Text under study:
——————

DROUGHT INDUCED PHYSIOLOGICAL AND BIOCHEMICAL RESPONSES IN Solanum lycopersicum GENOTYPES DIFFERING TO TOLERANCE


Kusvuran S., DAŞGAN H. Y.

ACTA SCIENTIARUM POLONORUM-HORTORUM CULTUS, cilt.16, ss.19-27, 2017 (SCI İndekslerine Giren Dergi) identifier identifier

  • Cilt numarası: 16 Konu: 6
  • Basım Tarihi: 2017
  • Doi Numarası: 10.24326/asphc.2017.6.2
  • Dergi Adı: ACTA SCIENTIARUM POLONORUM-HORTORUM CULTUS
  • Sayfa Sayıları: ss.19-27

Özet

Drought stress is one of the most serious abiotic stresses that cause reduction in plant growth, development and yield in many parts of the world. The plants have developed different morphological, physiological and biochemical mechanisms to withstand drought stress. The present study investigated different levels (S1: 100% of field capacity - Control; S2: 50% of field capacity -moderate stress; S3: 0% of field capacity-severe stress) of drought stress on oxidative damages and variations in antioxidants in the two tomato genotypes Tom-163 (drought-sensitive), Tom-143 (drought-tolerant) to elucidate the antioxidative protective mechanism governing differential drought tolerance. The shoot fresh weight, shoot height, leaf number and area, relative water content (RWC) were reduced with different level of drought stress. However, this reduction clearly occurred i'n Tom-163 (sensitive). Antioxidative enzyme activities such as superoxide dismutase, catalase, ascorbate peroxidase and glutation reductase had a greater increase in tolerant genotypes (Tom-143) than in sensitive ones (Tom-163). The level of lipid peroxidation was measured by estimating malondialdehyde content. Lipid peroxidation increased with rising drought level in both genotypes although Tom-143 was the least affected when compared with the Tom-163. Total phenolic and flavonoid contents increased in tomato genotypes under S2 and S3 conditions. The highest total phenolic and flavonoid contents were attained in Tom-143 subjected to S3 treatment. These results indicated that antioxidant defense systems, osmolytes and secondary metabolites play important roles in tomato during drought stress.

——————

(Referring expression pointing data)
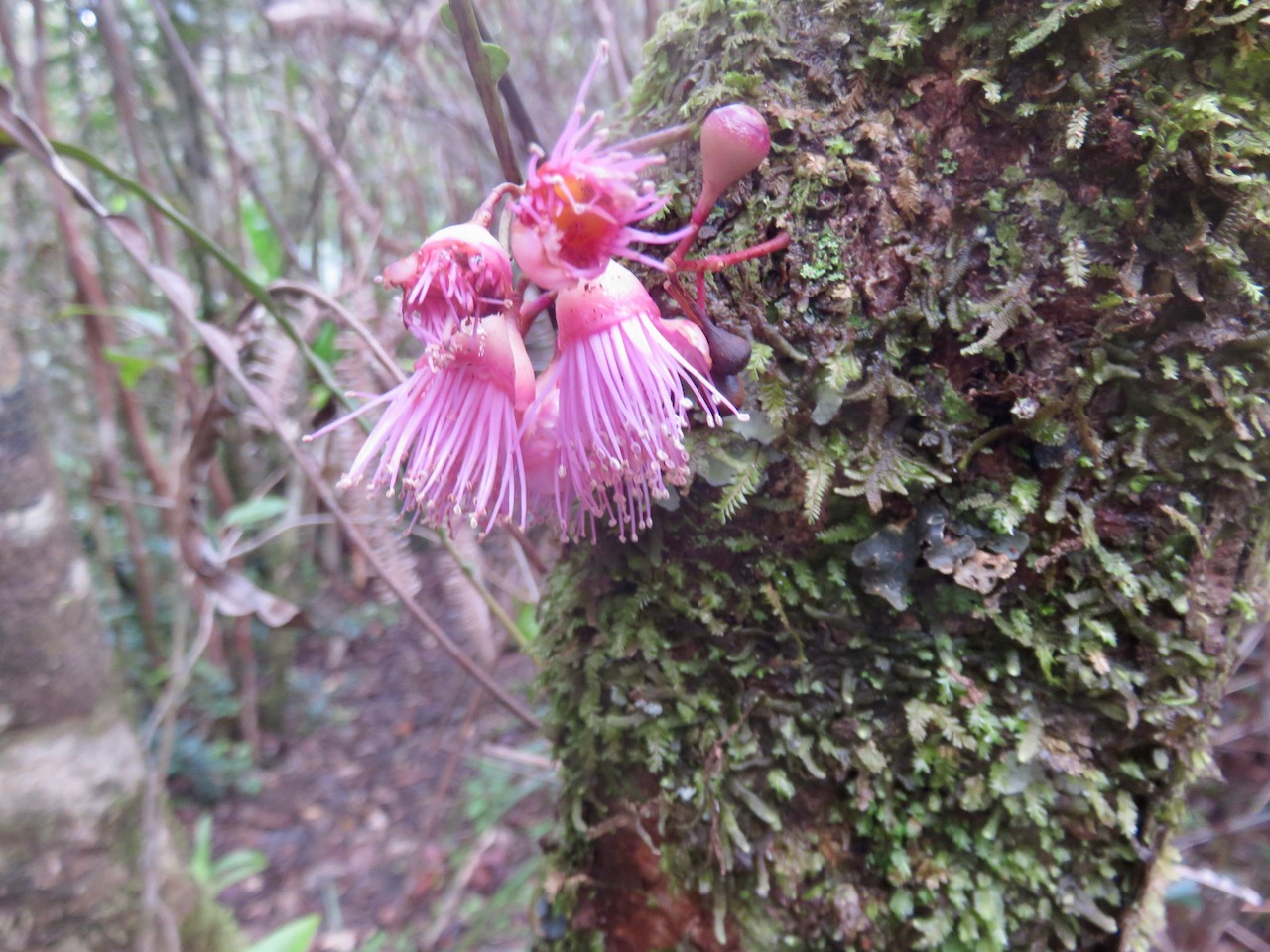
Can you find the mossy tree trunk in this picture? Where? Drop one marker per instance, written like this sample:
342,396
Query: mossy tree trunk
71,770
928,655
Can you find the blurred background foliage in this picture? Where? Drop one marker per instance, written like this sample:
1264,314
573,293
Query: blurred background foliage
363,796
305,144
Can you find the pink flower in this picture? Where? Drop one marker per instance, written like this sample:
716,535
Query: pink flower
579,203
456,277
451,430
619,381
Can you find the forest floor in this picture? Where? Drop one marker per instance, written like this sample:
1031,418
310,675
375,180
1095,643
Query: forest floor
408,815
399,801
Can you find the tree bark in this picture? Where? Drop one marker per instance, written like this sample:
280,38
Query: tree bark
71,770
929,654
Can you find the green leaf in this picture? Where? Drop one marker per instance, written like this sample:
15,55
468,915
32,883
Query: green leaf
236,866
200,856
131,367
324,344
293,937
255,511
263,239
497,58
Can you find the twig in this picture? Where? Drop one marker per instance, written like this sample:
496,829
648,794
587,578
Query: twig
163,722
182,299
280,530
245,169
449,901
477,64
1220,883
485,594
1246,937
617,62
516,109
526,544
354,322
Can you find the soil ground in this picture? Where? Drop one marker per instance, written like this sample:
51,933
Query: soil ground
409,817
400,801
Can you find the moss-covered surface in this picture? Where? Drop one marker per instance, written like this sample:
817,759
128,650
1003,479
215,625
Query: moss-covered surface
926,657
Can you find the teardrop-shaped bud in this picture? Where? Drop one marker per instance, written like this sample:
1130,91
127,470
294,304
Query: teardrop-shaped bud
734,140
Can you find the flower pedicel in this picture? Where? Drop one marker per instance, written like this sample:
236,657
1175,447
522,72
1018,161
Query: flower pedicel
470,434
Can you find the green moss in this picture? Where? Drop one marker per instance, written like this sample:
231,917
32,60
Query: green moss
852,703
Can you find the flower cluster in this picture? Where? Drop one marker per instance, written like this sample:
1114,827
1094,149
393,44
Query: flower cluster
471,434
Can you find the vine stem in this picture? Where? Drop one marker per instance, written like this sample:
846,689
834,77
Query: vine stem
465,18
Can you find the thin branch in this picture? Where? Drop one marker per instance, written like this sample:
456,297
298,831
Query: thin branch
465,17
245,169
516,109
485,594
221,347
356,324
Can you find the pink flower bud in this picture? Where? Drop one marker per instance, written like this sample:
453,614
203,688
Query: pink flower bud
734,140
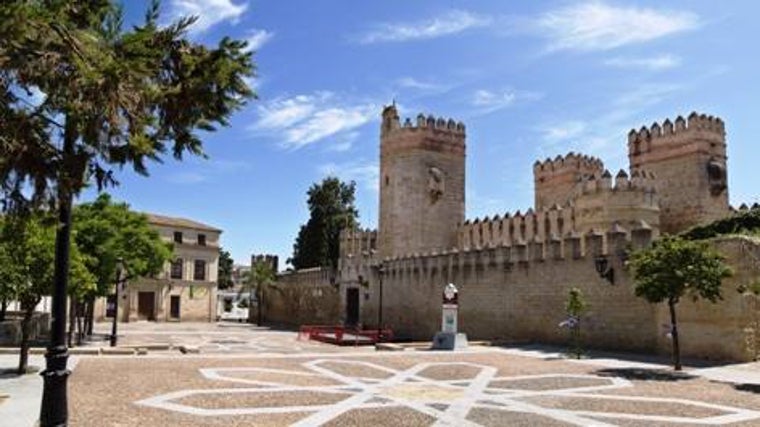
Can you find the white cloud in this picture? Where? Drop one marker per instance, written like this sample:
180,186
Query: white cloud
449,23
209,12
487,98
412,83
258,38
604,131
304,119
654,63
595,25
488,101
563,131
186,178
343,142
365,173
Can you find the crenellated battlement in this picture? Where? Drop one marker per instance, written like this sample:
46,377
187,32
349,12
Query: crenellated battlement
566,248
557,180
640,181
569,162
688,156
681,131
357,241
392,123
516,228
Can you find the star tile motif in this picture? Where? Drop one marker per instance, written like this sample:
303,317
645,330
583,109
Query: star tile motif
325,389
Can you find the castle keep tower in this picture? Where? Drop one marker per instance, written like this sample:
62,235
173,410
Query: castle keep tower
555,180
421,183
689,164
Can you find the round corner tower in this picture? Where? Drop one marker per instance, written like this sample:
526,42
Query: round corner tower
422,172
688,159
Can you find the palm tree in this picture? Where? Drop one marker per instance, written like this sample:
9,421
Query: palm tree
260,274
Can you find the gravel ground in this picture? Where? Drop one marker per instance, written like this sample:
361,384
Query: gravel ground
489,417
103,390
258,400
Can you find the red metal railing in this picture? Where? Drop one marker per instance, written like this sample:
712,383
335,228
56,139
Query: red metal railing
343,335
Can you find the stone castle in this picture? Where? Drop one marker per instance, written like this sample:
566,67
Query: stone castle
514,270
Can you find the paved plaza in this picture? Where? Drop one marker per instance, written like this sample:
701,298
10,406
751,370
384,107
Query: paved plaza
245,376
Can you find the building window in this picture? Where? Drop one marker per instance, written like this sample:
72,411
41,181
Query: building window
176,272
200,270
174,307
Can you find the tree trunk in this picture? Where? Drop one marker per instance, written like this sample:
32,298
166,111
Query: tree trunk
23,354
78,318
90,315
250,305
70,332
674,336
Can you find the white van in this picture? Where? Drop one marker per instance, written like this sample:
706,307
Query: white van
233,306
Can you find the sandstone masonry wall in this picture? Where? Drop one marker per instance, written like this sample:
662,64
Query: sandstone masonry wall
302,297
422,172
689,162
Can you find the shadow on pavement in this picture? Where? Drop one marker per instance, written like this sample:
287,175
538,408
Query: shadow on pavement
645,374
750,388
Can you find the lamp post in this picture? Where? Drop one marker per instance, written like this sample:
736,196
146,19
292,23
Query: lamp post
120,268
380,274
119,282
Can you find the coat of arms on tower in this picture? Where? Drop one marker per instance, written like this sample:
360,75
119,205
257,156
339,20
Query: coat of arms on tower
716,174
436,184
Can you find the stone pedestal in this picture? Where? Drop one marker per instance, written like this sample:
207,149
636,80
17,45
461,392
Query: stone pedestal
449,341
448,338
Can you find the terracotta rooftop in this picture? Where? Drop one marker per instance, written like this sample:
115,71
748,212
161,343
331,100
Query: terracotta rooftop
179,222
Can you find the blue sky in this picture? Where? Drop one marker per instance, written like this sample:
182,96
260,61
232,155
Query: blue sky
529,79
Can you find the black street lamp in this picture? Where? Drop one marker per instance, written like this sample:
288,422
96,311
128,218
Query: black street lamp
380,274
120,268
54,410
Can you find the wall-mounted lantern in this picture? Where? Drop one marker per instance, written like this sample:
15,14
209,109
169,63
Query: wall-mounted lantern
604,269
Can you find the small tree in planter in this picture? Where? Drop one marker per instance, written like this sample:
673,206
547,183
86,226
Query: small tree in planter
674,268
575,307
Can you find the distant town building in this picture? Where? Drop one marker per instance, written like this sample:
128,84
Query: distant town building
186,289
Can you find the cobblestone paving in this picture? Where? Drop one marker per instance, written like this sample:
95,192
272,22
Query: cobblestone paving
488,387
220,338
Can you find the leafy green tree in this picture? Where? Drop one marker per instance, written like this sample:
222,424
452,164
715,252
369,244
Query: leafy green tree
674,268
225,270
260,275
331,209
11,273
106,232
575,307
29,244
112,97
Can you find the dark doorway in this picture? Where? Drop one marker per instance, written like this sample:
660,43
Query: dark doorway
146,306
352,306
174,307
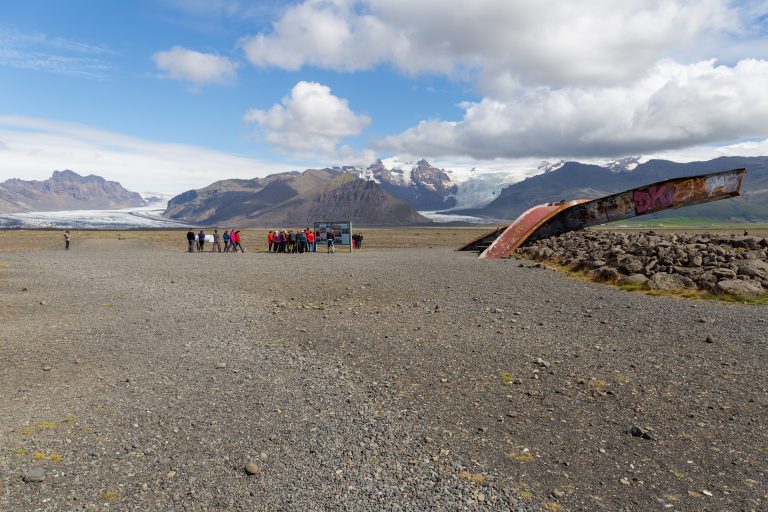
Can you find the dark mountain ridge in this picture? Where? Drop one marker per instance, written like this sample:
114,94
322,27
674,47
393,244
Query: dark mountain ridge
582,181
293,199
65,190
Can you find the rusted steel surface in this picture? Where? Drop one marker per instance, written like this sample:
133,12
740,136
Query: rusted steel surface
556,218
664,195
521,229
484,239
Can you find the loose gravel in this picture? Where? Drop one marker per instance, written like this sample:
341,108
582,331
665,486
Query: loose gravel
144,379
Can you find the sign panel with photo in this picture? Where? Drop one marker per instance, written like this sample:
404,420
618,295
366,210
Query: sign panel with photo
342,232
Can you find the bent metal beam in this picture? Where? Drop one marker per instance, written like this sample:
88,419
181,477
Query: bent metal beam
556,218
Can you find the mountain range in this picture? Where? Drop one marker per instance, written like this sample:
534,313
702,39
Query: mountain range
390,192
293,199
573,180
65,190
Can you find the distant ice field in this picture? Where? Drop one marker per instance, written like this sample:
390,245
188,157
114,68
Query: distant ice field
149,216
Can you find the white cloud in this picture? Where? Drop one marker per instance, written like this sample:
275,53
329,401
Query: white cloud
199,68
498,41
309,121
32,148
673,106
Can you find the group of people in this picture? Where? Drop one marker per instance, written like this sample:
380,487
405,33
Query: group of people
285,241
294,242
231,238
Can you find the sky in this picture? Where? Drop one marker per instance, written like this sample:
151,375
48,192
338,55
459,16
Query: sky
169,95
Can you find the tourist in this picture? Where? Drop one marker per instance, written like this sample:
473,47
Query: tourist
200,240
302,242
311,240
191,240
291,241
236,244
225,236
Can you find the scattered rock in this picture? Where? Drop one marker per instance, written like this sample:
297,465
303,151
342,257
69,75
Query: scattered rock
739,287
34,475
634,280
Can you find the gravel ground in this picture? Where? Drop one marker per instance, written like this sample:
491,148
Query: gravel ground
139,378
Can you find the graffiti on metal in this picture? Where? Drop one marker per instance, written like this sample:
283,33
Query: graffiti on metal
556,218
665,195
654,199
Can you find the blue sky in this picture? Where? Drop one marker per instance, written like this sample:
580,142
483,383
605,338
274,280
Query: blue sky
167,95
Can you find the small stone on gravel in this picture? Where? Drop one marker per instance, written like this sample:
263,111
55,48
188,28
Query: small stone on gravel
34,475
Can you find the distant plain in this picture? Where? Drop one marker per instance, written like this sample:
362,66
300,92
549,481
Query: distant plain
14,240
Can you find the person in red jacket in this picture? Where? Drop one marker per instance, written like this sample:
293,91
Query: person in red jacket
311,240
236,242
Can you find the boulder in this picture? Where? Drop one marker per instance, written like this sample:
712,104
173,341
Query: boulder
608,273
634,280
669,282
740,287
753,268
724,273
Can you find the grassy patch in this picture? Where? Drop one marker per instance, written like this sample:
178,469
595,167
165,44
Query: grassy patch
759,300
523,457
471,477
598,384
108,496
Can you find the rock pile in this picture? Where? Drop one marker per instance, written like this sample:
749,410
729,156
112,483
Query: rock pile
714,263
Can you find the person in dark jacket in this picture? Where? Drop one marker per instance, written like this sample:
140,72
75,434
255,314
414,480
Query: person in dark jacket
191,240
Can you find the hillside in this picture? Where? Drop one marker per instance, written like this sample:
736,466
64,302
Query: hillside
293,199
65,190
580,181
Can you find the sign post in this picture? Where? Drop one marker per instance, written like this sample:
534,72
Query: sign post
342,232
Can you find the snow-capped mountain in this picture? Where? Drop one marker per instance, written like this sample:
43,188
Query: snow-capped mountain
626,164
429,188
419,184
549,167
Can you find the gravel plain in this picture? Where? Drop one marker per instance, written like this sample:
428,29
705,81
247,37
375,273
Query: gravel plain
141,378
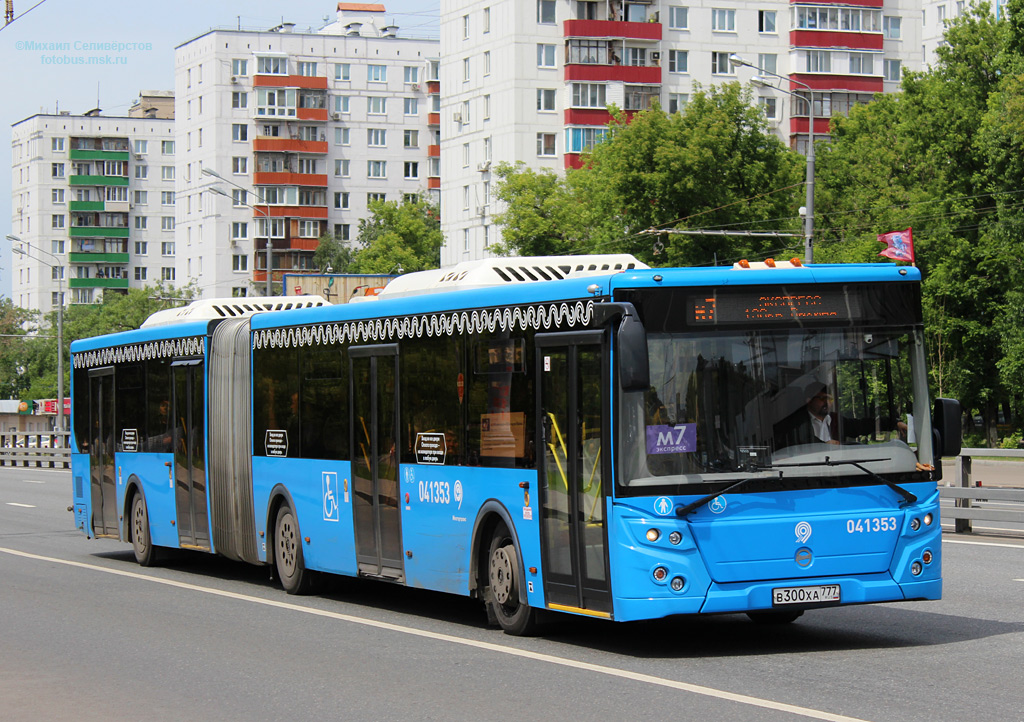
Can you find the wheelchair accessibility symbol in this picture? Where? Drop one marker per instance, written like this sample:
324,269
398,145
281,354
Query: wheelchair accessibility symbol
331,510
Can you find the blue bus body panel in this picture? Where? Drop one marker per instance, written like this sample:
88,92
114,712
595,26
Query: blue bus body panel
438,518
733,553
321,494
148,471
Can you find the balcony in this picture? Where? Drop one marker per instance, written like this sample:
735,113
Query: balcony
97,180
270,144
612,29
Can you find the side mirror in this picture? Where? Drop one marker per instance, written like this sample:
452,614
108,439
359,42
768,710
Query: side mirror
631,347
946,422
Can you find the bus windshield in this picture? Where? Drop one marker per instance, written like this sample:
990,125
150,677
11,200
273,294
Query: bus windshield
757,402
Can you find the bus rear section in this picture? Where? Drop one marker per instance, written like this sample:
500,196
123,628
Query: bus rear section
781,455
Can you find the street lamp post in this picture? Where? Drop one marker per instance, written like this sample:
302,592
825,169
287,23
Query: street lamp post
58,264
809,180
269,241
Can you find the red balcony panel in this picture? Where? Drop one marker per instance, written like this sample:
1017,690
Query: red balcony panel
853,83
835,39
289,145
289,81
858,3
587,116
311,114
315,212
612,29
800,125
627,74
290,179
305,244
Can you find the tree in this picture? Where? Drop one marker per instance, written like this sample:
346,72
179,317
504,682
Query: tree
407,235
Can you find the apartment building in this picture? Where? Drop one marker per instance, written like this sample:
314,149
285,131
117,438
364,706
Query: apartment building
302,130
93,200
530,81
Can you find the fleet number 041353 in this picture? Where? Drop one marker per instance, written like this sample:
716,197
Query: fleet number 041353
878,523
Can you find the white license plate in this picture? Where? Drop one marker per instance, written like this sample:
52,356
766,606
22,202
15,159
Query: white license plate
805,595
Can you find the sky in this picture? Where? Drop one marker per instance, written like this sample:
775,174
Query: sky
31,84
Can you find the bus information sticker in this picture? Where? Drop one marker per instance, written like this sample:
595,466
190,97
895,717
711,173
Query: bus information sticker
680,438
275,442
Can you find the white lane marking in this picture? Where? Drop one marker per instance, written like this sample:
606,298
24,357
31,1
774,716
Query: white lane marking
982,544
538,656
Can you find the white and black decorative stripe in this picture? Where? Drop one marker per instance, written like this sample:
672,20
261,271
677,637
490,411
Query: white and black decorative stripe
167,348
547,316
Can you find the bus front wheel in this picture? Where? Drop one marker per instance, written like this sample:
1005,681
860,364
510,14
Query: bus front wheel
503,578
295,578
141,543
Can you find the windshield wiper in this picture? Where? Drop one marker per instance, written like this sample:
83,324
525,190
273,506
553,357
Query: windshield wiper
907,496
692,506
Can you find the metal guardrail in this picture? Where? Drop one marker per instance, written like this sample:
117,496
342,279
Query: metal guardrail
35,450
966,493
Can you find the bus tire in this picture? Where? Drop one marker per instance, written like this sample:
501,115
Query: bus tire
503,579
141,542
775,618
294,576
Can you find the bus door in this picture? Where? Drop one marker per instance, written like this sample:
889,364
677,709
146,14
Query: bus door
375,461
189,459
102,481
571,422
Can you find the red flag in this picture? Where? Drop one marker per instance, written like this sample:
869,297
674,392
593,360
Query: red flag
900,245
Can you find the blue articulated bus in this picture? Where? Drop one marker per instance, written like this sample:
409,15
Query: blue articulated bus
578,434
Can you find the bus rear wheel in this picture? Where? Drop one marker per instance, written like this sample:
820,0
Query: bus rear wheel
141,543
503,578
294,576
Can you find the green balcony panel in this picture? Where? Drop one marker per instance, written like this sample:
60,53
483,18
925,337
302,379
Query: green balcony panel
85,206
97,180
94,231
97,283
90,257
97,155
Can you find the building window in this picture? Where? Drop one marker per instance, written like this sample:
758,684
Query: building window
589,95
860,64
545,143
545,55
546,11
893,70
723,19
678,61
545,99
679,18
720,64
891,27
271,66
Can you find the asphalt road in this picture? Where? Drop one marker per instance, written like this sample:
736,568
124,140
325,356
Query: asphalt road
86,634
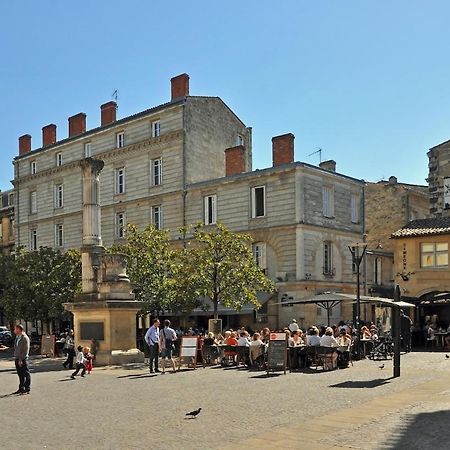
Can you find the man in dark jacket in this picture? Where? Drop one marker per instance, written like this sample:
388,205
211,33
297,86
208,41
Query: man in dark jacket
21,355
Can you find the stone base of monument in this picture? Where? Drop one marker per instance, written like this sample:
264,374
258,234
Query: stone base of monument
112,323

——————

Exercise objective: List the antioxidative enzymes named in the abstract on drought stress in tomato.

Your response: superoxide dismutase, catalase, ascorbate peroxidase, glutation reductase